* [WHAT THIS TASK INVOLVES]:
Write out every row below as a JSON list of strings, one string per line, leaving out blank lines.

* [INFORMATION SHOWN]:
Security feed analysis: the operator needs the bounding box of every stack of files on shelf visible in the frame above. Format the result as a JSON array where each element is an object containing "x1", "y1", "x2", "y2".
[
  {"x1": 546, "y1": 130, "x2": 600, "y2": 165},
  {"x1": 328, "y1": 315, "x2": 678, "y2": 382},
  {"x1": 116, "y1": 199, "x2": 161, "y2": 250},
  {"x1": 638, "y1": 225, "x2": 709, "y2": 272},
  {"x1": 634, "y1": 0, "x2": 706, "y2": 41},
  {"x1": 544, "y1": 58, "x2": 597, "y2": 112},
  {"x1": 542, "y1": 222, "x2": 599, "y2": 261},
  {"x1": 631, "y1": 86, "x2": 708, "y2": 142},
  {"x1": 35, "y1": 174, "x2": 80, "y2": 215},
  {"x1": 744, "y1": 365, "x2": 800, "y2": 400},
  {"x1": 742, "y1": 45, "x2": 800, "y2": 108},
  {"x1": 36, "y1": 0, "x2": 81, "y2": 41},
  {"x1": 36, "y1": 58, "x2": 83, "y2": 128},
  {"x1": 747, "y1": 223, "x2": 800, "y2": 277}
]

* [CORRECT RESULT]:
[
  "Security feed analysis: the operator needs the bounding box of every stack of files on shelf visible in the frame above. Format the result as a JSON array where each element is an object containing \"x1\", \"y1\", \"x2\", \"y2\".",
  "[",
  "  {\"x1\": 546, \"y1\": 130, \"x2\": 600, \"y2\": 165},",
  "  {\"x1\": 328, \"y1\": 315, \"x2\": 678, \"y2\": 382},",
  "  {\"x1\": 116, \"y1\": 199, \"x2\": 161, \"y2\": 250},",
  "  {\"x1\": 638, \"y1\": 225, \"x2\": 709, \"y2\": 272},",
  "  {\"x1\": 634, \"y1\": 0, \"x2\": 706, \"y2\": 41},",
  "  {\"x1\": 544, \"y1\": 58, \"x2\": 597, \"y2\": 112},",
  "  {\"x1\": 542, \"y1\": 222, \"x2\": 599, \"y2\": 261},",
  "  {\"x1\": 631, \"y1\": 86, \"x2\": 708, \"y2\": 142},",
  "  {\"x1\": 35, \"y1\": 174, \"x2\": 80, \"y2\": 215},",
  "  {\"x1\": 744, \"y1\": 365, \"x2\": 800, \"y2\": 400},",
  "  {\"x1\": 742, \"y1\": 45, \"x2\": 800, \"y2\": 108},",
  "  {\"x1\": 36, \"y1\": 0, \"x2\": 81, \"y2\": 41},",
  "  {\"x1\": 36, \"y1\": 58, \"x2\": 83, \"y2\": 128},",
  "  {\"x1\": 747, \"y1\": 223, \"x2\": 800, \"y2\": 277}",
  "]"
]